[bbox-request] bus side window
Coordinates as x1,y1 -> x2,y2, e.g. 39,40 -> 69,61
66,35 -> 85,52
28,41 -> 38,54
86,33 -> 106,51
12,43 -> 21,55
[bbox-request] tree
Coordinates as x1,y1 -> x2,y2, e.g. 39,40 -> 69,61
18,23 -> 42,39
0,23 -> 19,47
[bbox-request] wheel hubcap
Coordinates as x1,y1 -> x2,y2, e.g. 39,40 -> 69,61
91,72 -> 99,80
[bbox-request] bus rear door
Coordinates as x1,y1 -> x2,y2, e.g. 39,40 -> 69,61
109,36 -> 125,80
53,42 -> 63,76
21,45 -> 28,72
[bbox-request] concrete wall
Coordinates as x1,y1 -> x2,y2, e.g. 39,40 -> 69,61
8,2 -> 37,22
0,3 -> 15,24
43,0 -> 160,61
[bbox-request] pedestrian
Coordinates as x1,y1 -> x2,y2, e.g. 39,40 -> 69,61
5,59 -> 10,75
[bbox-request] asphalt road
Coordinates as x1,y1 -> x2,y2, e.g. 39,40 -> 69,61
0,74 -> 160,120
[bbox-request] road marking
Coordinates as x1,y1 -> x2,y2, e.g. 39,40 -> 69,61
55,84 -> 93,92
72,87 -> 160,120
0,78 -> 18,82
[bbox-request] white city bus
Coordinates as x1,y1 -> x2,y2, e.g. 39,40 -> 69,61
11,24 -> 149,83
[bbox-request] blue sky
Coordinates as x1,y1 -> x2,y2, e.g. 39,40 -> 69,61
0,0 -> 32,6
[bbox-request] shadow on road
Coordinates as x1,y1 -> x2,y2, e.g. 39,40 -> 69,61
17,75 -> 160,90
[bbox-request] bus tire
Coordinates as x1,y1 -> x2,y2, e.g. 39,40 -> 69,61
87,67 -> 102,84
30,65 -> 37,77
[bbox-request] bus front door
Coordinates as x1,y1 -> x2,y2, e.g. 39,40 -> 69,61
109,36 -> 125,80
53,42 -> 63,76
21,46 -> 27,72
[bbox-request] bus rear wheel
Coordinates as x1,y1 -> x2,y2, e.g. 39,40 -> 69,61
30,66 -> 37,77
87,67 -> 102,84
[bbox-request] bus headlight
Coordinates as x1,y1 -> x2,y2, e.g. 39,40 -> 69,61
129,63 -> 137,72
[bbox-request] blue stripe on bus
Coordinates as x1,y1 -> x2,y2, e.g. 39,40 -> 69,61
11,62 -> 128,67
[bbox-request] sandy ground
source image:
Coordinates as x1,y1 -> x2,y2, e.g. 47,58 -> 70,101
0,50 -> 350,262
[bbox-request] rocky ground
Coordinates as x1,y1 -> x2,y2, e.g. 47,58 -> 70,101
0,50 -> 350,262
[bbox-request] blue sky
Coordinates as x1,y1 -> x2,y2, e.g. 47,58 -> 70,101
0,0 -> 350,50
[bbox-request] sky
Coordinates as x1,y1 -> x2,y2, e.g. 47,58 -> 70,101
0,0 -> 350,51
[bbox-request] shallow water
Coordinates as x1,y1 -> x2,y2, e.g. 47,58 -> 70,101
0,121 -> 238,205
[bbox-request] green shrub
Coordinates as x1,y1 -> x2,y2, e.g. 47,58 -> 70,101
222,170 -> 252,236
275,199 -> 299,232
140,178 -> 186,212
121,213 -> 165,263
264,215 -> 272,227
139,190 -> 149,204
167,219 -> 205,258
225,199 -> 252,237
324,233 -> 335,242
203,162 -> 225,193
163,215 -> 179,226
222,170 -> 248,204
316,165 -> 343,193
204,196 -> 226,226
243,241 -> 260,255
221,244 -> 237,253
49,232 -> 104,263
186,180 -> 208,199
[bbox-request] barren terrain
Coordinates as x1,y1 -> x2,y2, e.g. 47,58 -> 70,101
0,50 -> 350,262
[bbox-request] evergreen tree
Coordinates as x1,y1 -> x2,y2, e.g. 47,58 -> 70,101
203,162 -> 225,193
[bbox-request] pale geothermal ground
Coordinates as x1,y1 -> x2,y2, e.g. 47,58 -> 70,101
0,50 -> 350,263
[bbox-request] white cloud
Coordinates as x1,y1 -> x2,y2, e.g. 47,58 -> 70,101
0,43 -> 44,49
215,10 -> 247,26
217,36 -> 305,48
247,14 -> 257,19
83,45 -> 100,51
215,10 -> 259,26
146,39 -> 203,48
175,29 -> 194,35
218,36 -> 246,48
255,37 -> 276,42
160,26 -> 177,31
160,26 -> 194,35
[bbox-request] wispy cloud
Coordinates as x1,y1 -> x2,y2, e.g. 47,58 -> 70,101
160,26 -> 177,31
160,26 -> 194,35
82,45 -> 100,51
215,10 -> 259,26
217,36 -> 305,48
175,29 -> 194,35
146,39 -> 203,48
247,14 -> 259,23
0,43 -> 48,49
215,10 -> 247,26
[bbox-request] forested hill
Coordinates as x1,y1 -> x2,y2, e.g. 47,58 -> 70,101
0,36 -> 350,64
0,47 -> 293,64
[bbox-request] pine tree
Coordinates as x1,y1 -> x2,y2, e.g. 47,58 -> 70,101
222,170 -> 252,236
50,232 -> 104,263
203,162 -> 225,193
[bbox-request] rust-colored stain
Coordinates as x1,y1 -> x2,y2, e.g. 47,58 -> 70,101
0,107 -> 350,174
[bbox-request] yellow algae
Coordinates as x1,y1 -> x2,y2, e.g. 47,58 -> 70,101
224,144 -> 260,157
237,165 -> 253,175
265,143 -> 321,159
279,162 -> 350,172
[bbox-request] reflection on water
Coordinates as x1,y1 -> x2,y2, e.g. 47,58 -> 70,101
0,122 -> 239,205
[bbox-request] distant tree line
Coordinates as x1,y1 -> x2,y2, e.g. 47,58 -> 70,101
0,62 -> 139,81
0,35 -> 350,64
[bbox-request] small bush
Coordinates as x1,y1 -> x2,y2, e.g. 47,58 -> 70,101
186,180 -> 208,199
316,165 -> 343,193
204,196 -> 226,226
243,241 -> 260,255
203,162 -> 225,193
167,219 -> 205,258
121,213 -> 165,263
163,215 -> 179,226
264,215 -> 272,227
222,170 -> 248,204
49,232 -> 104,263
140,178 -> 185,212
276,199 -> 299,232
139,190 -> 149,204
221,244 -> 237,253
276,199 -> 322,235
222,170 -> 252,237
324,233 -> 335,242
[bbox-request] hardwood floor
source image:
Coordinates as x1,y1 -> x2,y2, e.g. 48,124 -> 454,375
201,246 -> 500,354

-------

• [YOUR OBJECTIVE] Copy out the material from its first line through the line holding "0,74 -> 160,120", inclusive, requests and all. Shift every coordinate in the answers up by 147.

• [ANSWER TO THE PROBLEM]
[bbox-request] bus side window
Coordinates as x1,y1 -> x2,y2, e.g. 39,40 -> 69,61
213,182 -> 232,199
175,188 -> 185,201
233,180 -> 253,198
159,190 -> 168,202
[bbox-request] tree
Coordinates as x1,y1 -> x2,y2, e.g. 39,40 -> 69,61
165,170 -> 189,186
147,170 -> 166,194
[bbox-request] wheel hubcap
Coordinates as x1,y1 -> x2,y2, e.g. 39,40 -> 69,61
238,219 -> 246,227
[bbox-request] bus rear door
Coordinates as x1,y1 -> x2,y2, e.g. 39,40 -> 69,61
256,183 -> 272,227
200,189 -> 210,223
168,192 -> 175,219
[bbox-request] concrete wall
Coordinates as x1,y1 -> x2,y2, e.g. 39,40 -> 69,61
155,149 -> 184,169
147,150 -> 162,171
190,147 -> 307,208
[bbox-request] pedestrian
Coordinates as x1,y1 -> x2,y2, e.g. 39,40 -> 69,61
152,206 -> 157,222
[bbox-request] asphalt road
Coordinates as x1,y1 -> x2,y2, e.g. 39,40 -> 69,61
147,221 -> 307,267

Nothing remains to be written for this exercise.